# Data to process:

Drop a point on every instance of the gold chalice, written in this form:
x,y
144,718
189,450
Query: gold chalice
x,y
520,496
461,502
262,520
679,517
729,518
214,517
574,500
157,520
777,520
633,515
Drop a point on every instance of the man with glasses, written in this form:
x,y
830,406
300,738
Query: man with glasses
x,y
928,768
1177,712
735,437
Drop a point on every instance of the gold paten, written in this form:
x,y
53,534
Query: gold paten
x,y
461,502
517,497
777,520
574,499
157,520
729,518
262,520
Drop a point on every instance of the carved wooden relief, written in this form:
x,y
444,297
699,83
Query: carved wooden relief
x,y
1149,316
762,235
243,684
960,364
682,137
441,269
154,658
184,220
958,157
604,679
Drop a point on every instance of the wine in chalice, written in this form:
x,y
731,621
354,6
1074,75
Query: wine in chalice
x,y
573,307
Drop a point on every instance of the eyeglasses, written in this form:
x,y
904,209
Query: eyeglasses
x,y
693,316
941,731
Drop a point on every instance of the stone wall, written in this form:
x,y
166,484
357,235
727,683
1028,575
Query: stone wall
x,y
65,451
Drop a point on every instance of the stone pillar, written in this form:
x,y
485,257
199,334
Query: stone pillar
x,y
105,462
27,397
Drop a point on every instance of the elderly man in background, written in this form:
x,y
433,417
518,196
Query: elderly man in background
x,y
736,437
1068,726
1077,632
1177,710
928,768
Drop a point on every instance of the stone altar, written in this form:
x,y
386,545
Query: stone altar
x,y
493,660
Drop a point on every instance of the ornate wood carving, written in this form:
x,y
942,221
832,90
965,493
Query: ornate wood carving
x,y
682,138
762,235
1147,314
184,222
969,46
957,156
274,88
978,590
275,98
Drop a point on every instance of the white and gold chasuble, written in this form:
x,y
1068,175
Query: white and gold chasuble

# Description of the task:
Your task is to return, exactly and on their own, the lines from the one containing "Drop a point on every instance of the wine" through the last line of the listing.

# Result of the task:
Drop a point on every instance of the wine in chalice, written in this form:
x,y
731,621
354,6
1074,75
Query: wine in chalice
x,y
573,307
Drop a point on every instance of the eyeglasses, written in this form:
x,y
904,209
Query: eyeglasses
x,y
693,316
941,731
Drop a point on every instance of the stone wall, written in this form:
x,y
166,484
357,235
727,683
1028,575
Query: stone wall
x,y
65,451
Drop a point on every instance of the stone pillar, written in this form:
x,y
485,257
199,334
Query: stone pillar
x,y
105,462
27,397
Drop a point on every instance of the elderly man in background, written in this form:
x,y
433,417
518,196
Query: elderly man in background
x,y
736,437
1068,726
1077,632
1177,710
928,768
Drop a point on every instance of the stone altar, written in this form:
x,y
386,545
Query: stone altar
x,y
493,660
Drop a point on every instance of the ornate wood carving, written in this form:
x,y
942,221
832,90
965,493
Query: ornate wood carving
x,y
682,138
762,235
1147,314
184,222
969,46
957,156
274,88
978,590
275,98
Drop a point on every instance of the white and gold chasuble, written in this form:
x,y
1068,175
Query: white and gold chasuble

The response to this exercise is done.